| Task requirements |
The data follows. Retype every entry exactly.

•••

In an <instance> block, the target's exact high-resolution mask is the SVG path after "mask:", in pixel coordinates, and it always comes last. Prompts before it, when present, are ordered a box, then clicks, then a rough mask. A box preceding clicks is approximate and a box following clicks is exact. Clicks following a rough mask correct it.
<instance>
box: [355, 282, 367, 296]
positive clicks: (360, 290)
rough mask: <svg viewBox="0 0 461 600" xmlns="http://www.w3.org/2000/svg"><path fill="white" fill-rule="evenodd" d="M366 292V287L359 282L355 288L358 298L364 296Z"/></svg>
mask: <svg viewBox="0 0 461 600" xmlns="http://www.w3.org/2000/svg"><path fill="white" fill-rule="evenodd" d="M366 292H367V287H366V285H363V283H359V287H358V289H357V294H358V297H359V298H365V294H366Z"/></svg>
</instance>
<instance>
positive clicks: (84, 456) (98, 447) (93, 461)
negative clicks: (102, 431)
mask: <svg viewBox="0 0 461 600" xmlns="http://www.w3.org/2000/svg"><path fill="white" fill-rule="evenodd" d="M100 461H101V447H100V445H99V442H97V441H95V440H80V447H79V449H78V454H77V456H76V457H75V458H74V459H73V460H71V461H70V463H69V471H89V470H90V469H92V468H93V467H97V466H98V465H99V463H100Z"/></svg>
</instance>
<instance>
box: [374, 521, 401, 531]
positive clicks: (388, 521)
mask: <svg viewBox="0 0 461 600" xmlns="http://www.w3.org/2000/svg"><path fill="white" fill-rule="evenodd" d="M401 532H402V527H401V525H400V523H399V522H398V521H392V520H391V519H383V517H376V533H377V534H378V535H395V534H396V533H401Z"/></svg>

•••

| Solution to this exercise |
In an <instance> block, the target's exact high-resolution mask is the SVG path after "mask:", in pixel coordinates, and it always comes last. Prompts before it, when present, are ordered a box, then clicks, then a rough mask. A box preceding clicks is approximate and a box following clicks is exact. Clicks following a rough mask correct it.
<instance>
box: [355, 282, 367, 296]
positive clicks: (360, 290)
rough mask: <svg viewBox="0 0 461 600" xmlns="http://www.w3.org/2000/svg"><path fill="white" fill-rule="evenodd" d="M366 292V287L359 282L355 288L358 298L364 296Z"/></svg>
mask: <svg viewBox="0 0 461 600" xmlns="http://www.w3.org/2000/svg"><path fill="white" fill-rule="evenodd" d="M366 292H367V287H366V285H363V283H359V287H358V289H357V294H358V297H359V298H365V294H366Z"/></svg>
</instance>
<instance>
positive clicks: (84, 456) (98, 447) (93, 461)
negative clicks: (102, 431)
mask: <svg viewBox="0 0 461 600" xmlns="http://www.w3.org/2000/svg"><path fill="white" fill-rule="evenodd" d="M100 461H101V447H100V445H99V442H97V441H95V440H80V447H79V449H78V454H77V456H76V457H75V458H74V459H73V460H71V461H70V463H69V471H89V470H90V469H92V468H93V467H97V466H98V465H99V463H100Z"/></svg>
</instance>
<instance>
box: [374, 521, 401, 531]
positive clicks: (388, 521)
mask: <svg viewBox="0 0 461 600" xmlns="http://www.w3.org/2000/svg"><path fill="white" fill-rule="evenodd" d="M401 532H402V527H401V525H400V523H399V522H398V521H392V520H391V519H383V517H376V533H377V534H378V535H395V534H396V533H401Z"/></svg>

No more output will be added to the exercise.